§ **EXTRACT PROVIDED**

************

Jorge Luis Borges also played with this notion of time shifts or multiverses in “The Garden of Forking Paths.” Near the end of the story, we meet Stephen Albert who has studied this ancient text all about infinite possibilities. Albert explains to the narrator: “The Garden of Forking Paths is a huge riddle, or parable, whose subject is time; that secret purpose forbids Ts’ui Pen the merest mention of its name. To always omit one word, to employ awkward metaphors and obvious circumlocutions, is perhaps the most emphatic way of calling attention to that word. It is, at any rate, the tortuous path chosen by the devious Ts’ui Pen at each and every one of the turnings of his inexhaustible novel. I have compared hundreds of manuscripts, I have corrected the errors introduced through the negligence of copyists, I have reached a hypothesis for the plan of that chaos, I have reestablished, or believe I’ve reestablished, its fundamental order – I have translated the entire work; and I know that not once does the word time appear. The explanation is obvious: The Garden of Forking Paths is an incomplete, but not false, image of the universe as conceived by Ts’ui Pen. Unlike Newton and Schopenhauer, your ancestor did not believe in a uniform and absolute time; he believed in an infinite series of times, a growing, dizzying web of divergent, convergent, and parallel times. That fabric of times that approach one another, fork, are snipped off, or are simply unknown for centuries, contains all possibilities. In most of those times, we do not exist; in some, you exist but I do not; in others, I do and you do not; in others still, we both do. In this one, which the favoring hand of chance has dealt me, you have come to my home; in another, when you come through my garden you find me dead; in another, I say these same words, but I am an error, a ghost.”

************

§ **TASKS TO PERFORM**
**1.** In the Borges excerpt, why does the word "time" never appear in Ts'ui Pen's novel? Answer in one to three sentences.
**2.** Answer these questions about the Borges excerpt:
(a) What did Albert do with the manuscripts of the novel?
(b) Which two thinkers does Albert say believed in a uniform and absolute time?
(c) In the time that chance has dealt Albert, what has the narrator done?
**3.** Rewrite the Borges excerpt's paragraph beginning "Jorge Luis Borges also played" as a short list that keeps its main facts.
The lines that follow this Borges excerpt have nothing to do with it.

§ **PROVIDED DATA**
************

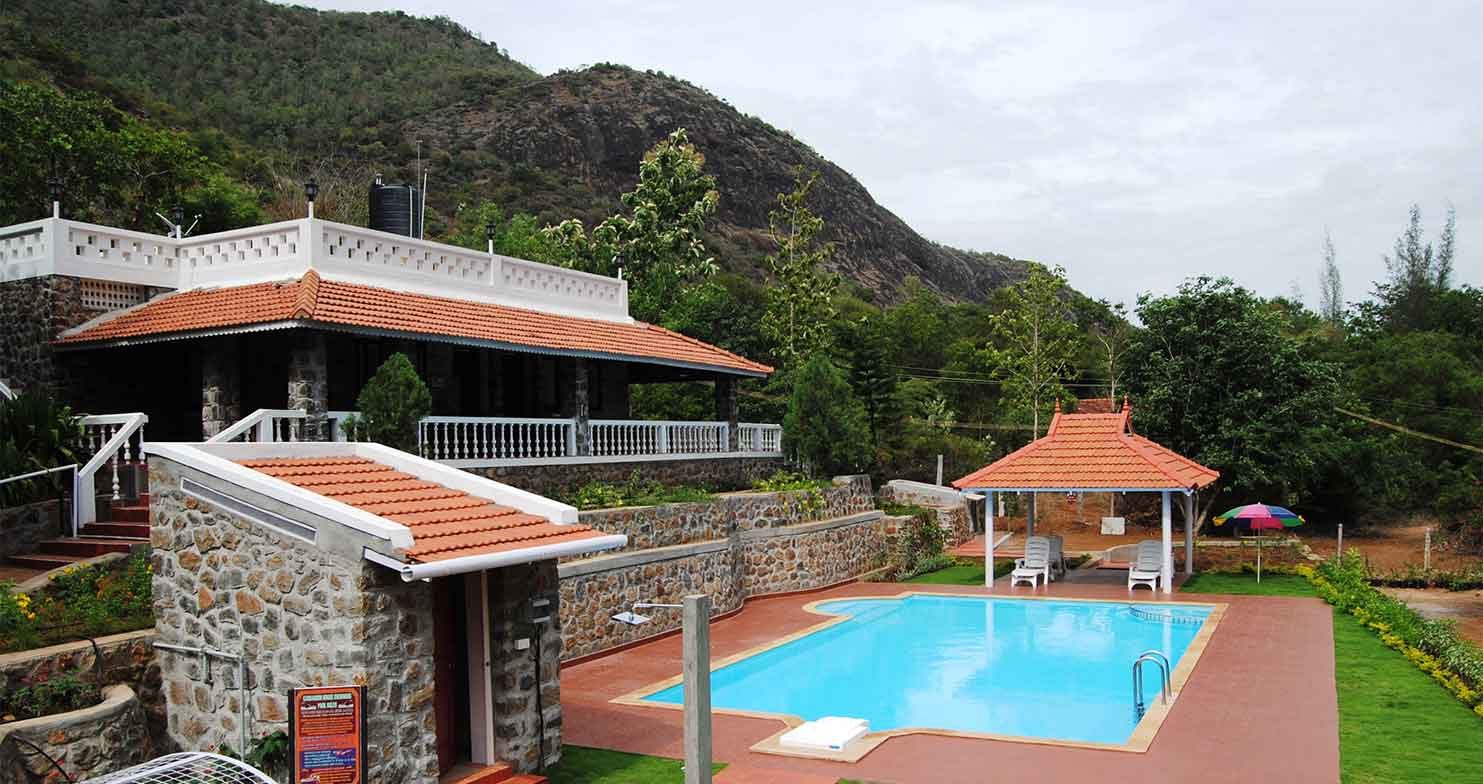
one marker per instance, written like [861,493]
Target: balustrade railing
[266,426]
[114,439]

************

§ **TASK-BY-TASK OUTPUTS**
**1.** The novel is a riddle whose subject is time, and that secret purpose forbids Ts'ui Pen from naming it. Always leaving out one word, and talking around it, is perhaps the strongest way to draw attention to that word.

**2.**
(a) He compared hundreds of manuscripts, corrected the copyists' errors, reached a hypothesis for the plan of the work, and translated all of it.
(b) Newton and Schopenhauer.
(c) The narrator has come to Albert's home.

**3.**
- Borges explored time shifts, or multiverses, in "The Garden of Forking Paths."
- Near the end, Stephen Albert, who has studied an ancient text about infinite possibilities, speaks to the narrator.
- Albert calls Ts'ui Pen's novel a riddle about time. The word "time" never appears in it, and leaving it out draws attention to it.
- Albert compared hundreds of manuscripts, fixed copyists' errors, and translated the whole work.
- He says the novel is an incomplete but true image of the universe as Ts'ui Pen, the narrator's ancestor, saw it.
- Unlike Newton and Schopenhauer, Ts'ui Pen believed in an endless, growing web of times that fork, meet, and run parallel, holding all possibilities.
- In some times neither man exists, in others only one does, and in others both do. In this one, the narrator has come to Albert's home; in another, Albert is found dead; in yet another, he is a ghost.